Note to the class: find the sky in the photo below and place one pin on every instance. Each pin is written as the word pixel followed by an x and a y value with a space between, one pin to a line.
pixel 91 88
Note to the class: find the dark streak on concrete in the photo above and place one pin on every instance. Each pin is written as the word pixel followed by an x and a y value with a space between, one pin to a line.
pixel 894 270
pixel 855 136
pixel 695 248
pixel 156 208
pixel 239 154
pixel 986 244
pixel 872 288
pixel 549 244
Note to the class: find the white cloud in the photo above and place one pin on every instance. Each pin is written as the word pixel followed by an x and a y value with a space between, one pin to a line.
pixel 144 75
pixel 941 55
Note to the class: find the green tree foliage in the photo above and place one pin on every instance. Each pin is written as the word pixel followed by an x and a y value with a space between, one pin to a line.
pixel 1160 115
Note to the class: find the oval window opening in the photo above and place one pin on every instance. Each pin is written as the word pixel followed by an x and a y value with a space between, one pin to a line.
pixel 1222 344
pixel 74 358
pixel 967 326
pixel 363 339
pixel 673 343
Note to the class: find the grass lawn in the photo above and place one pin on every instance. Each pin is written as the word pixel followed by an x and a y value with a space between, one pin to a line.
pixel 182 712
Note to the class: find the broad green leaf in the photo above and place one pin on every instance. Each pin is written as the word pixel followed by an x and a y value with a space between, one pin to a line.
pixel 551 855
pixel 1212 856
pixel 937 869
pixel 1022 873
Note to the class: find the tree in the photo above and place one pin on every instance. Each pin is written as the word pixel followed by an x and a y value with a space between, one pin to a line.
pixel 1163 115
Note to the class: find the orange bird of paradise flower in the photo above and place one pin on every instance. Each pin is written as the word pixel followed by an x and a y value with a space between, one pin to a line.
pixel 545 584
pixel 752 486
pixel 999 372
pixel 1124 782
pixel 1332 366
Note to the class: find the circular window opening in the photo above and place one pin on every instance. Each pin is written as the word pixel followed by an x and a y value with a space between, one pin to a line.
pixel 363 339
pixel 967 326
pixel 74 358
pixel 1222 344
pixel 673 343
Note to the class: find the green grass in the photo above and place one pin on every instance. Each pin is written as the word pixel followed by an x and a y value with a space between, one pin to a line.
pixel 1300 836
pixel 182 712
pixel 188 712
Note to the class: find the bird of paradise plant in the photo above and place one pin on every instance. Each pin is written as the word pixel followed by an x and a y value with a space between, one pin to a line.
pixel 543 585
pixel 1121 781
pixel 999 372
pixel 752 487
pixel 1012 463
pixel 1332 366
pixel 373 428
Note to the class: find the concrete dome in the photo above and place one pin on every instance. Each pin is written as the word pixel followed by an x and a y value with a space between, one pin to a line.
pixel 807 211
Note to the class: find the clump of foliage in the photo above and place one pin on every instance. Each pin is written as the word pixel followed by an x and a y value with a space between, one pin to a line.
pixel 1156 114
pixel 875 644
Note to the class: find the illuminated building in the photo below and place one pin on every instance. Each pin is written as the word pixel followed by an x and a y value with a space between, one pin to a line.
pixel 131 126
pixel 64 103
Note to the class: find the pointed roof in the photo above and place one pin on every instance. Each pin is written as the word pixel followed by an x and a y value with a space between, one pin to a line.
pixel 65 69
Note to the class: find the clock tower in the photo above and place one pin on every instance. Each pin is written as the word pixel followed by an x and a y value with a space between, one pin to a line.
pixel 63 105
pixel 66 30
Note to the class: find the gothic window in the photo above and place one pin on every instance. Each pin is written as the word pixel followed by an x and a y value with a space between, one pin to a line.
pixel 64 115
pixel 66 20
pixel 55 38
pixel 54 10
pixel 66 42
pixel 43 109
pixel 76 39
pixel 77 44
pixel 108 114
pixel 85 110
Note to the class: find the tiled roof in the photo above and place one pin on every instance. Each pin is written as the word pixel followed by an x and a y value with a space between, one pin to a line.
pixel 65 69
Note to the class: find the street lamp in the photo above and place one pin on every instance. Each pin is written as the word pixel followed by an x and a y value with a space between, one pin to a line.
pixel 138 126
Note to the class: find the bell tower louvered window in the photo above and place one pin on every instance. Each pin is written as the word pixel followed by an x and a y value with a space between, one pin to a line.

▶ **ASSIGNMENT**
Reproduce the data, keeping every line exactly the same.

▶ **RESPONSE**
Note to the class: find the sky in the photo below and place one pin on every instance. Each pin is written as the word pixel followed by an x and a y value with a space between, one pin to a line.
pixel 91 88
Note to the class: find the dark streak on concrete in the photo above and place one pin on every instance. Each pin is written as the word pixel followed by an x and a y value with a space between, one pin to a line.
pixel 894 270
pixel 855 136
pixel 695 248
pixel 156 208
pixel 239 154
pixel 986 244
pixel 872 288
pixel 549 244
Note to the class: find the white cloud in the photo above and place one pin on every instance. Each pin is written as the word pixel followed by an x and a y value with a space between, one pin to a line.
pixel 144 75
pixel 941 55
Note to the class: find the green tree foliage in the photo above and place one pin on every instance. Each pin is written as the word pixel followed by an x and a y value with a space between, one pin to a line.
pixel 1160 115
Note to the class: find the oval window opening in the photo above and place one pin on every instance. Each pin is written as the word pixel followed by an x and a y value with a space between, one pin to a line.
pixel 1222 344
pixel 74 358
pixel 967 326
pixel 363 339
pixel 673 343
Note to the class: find the grass lawn in the photo above and place one pin on every instance. Each pin is written as the word pixel followed by an x and a y value with a space between, one pin to a line.
pixel 182 712
Note to the class: find the broad green leaf in the photo above and place one pin on every instance. Each pin is written as the word pixel followed by an x and a y value with a space between, one pin to a line.
pixel 551 855
pixel 1212 856
pixel 937 869
pixel 1022 873
Note to the class: find the tree in the photo above and place one pin on every instance. Each pin is written as the word pixel followed by an x and a y value with a space between, one pin to a line.
pixel 1163 115
Note to the class: find the orange bird of paradise flower in the photo above and place one pin on every instance. Each pin is written as the word pixel followed by an x and a y value with a space between, one pin to a line.
pixel 545 584
pixel 752 486
pixel 999 372
pixel 1124 782
pixel 1332 366
Note to the class: find the circular window opening in the photo above and place one pin on every instance. Each pin is written as the word pixel followed by an x and a y value with a space between, one pin to a line.
pixel 363 339
pixel 967 326
pixel 74 358
pixel 1222 344
pixel 673 343
Note to the class: find the green grass in the photo above and place one pin on every instance. Each pin is written as the word pixel followed by an x and a y value with a space between, one pin to a line.
pixel 1300 836
pixel 182 712
pixel 188 712
Note to the class: find the bird of paradise plant in the photo above and place one pin on every instance. Each pin is written as the word pixel followed by an x and a y value with a space between, one pin to a line.
pixel 543 585
pixel 1121 781
pixel 999 372
pixel 752 487
pixel 1012 463
pixel 1332 366
pixel 373 428
Note to the class: find the concrete dome in the photo above and place one pin on every instance. Each pin is written as the word pixel followed by an x and a y value with a space between, one pin to a line.
pixel 807 211
Note to the class: find the clump of foliage in the photo above and place one pin on every instance. Each pin is written as the word pixel followed by an x and a y value with a space between, one pin to a line.
pixel 1156 114
pixel 875 644
Note to the class: find the illuminated building in the photo below and place one pin on every instance. Each pin is written as the word pixel followed by an x and a y value with a space between, one pin to a line.
pixel 131 126
pixel 64 103
Note to the class: find the pointed roof in the photo above and place one pin on every instance. Each pin is written as the word pixel followed by an x and a y value with a space between, one pin to a line.
pixel 65 69
Note to the class: find the clock tower in the photo above and place one pin on every instance. Each pin is written as the word pixel followed by an x and a y value with a space between, one pin to a line.
pixel 63 105
pixel 66 30
Note to the class: find the gothic window in the photo above and place one pin on every instance. Each pin is written as the word pixel followed by an x and a y value with a space between, one pin to a line.
pixel 64 115
pixel 66 20
pixel 55 38
pixel 54 10
pixel 66 42
pixel 43 109
pixel 76 39
pixel 77 44
pixel 108 114
pixel 85 110
Note to the class: find the tiled roof in the photo above and place one pin on every instance. Each pin is written as the word pixel followed by an x and a y value with a space between, one pin to a line.
pixel 65 69
Note to the class: find the street lamp in the photo above and place one pin on every instance. Each pin is written as the word pixel followed by an x and a y value with a space between, one pin to a line.
pixel 138 126
Note to the class: find the bell tower louvered window in the photo above and place one pin on every instance. Each pin is written as the word pixel followed by an x and a y value with a space between, one pin to a line.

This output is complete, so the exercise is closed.